[Prompt] Retype the forum thread below on the definition of absolute value, word for word from start to end.

[Excerpted text]

++++++++

That definition makes both the response above AND the explanation in the book wrong. The answer should be x < 4 not x =< 4.

[tim]

Depends on whose "formal definition" you're using. Most mathematicians would agree that the definition using distance is a more formally correct definition. Regardless, your definition is correct on the real number line. Can you shed some more light on why you think that makes the answer wrong though?

[philip.traumatic]

I have actually never seen a formal definition that strayed from what I posted above and having done 2 tours in graduate level math departments (pure math & quantitative finance) I can assure you that your definition using distance is more of a heuristic explanation than any sort of mathematically rigorous definition.

The only time you multiply the interior quantity of an absolute value by -1 is when that quantity is strictly less than zero. When the interior quantity is non-negative it is left alone. That's why the answer is x < 4.

If you did it your way you would have a piecewise defined operator with non-disjoint domains (they would overlap at zero) and that can't happen.

If you have a legit resource, however, that states otherwise please let me know.

[dkl322]

I had a question regarding this answer as well. The answer guide states that x must be between 0 and 4. Why are answers 0 through (-4) not valid as well?

[tim]

dkl, just plug in values in the range you specify and you'll see that they don't work..

++++++++

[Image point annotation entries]
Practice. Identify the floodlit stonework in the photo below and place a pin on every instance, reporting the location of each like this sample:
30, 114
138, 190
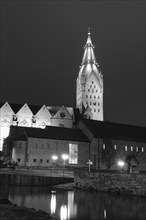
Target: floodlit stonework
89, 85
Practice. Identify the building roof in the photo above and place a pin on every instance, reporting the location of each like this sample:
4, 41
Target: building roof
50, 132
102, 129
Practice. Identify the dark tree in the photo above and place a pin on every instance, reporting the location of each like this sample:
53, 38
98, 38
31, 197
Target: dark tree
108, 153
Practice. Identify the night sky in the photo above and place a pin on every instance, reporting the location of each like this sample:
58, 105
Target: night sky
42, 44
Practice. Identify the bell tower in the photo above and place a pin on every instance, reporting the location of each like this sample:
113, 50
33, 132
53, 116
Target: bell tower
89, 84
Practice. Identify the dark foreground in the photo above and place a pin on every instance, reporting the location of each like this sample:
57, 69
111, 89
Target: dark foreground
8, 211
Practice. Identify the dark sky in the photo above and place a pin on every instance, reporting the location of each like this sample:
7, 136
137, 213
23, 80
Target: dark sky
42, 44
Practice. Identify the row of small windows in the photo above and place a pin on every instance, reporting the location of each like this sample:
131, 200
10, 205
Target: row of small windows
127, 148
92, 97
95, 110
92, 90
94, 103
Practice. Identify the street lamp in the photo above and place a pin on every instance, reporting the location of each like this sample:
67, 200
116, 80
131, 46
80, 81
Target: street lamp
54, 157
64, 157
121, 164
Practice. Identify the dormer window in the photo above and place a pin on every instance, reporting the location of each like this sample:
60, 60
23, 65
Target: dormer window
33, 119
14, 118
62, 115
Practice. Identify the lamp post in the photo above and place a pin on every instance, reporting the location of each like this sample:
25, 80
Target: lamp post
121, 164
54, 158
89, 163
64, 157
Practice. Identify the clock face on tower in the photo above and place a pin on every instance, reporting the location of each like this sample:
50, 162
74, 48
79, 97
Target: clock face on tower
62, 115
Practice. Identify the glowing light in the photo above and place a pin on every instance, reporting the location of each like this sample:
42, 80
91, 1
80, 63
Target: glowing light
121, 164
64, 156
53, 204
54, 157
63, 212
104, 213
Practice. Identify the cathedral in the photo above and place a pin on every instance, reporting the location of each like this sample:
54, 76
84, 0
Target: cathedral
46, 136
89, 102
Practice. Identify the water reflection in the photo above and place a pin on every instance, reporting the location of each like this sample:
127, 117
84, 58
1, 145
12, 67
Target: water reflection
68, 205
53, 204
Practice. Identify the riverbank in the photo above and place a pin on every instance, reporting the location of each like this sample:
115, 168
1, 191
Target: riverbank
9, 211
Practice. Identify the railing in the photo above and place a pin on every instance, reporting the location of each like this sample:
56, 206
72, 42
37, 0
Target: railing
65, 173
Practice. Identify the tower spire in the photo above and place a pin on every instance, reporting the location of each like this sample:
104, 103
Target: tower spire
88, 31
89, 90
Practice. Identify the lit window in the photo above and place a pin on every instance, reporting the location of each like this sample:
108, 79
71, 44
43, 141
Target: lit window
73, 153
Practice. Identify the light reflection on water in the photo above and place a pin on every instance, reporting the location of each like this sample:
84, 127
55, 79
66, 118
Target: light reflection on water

++++++++

[Task result]
That definition makes both the response above AND the explanation in the book wrong. The answer should be x < 4 not x =< 4.

[tim]

Depends on whose "formal definition" you're using. Most mathematicians would agree that the definition using distance is a more formally correct definition. Regardless, your definition is correct on the real number line. Can you shed some more light on why you think that makes the answer wrong though?

[philip.traumatic]

I have actually never seen a formal definition that strayed from what I posted above and having done 2 tours in graduate level math departments (pure math & quantitative finance) I can assure you that your definition using distance is more of a heuristic explanation than any sort of mathematically rigorous definition.

The only time you multiply the interior quantity of an absolute value by -1 is when that quantity is strictly less than zero. When the interior quantity is non-negative it is left alone. That's why the answer is x < 4.

If you did it your way you would have a piecewise defined operator with non-disjoint domains (they would overlap at zero) and that can't happen.

If you have a legit resource, however, that states otherwise please let me know.

[dkl322]

I had a question regarding this answer as well. The answer guide states that x must be between 0 and 4. Why are answers 0 through (-4) not valid as well?

[tim]

dkl, just plug in values in the range you specify and you'll see that they don't work..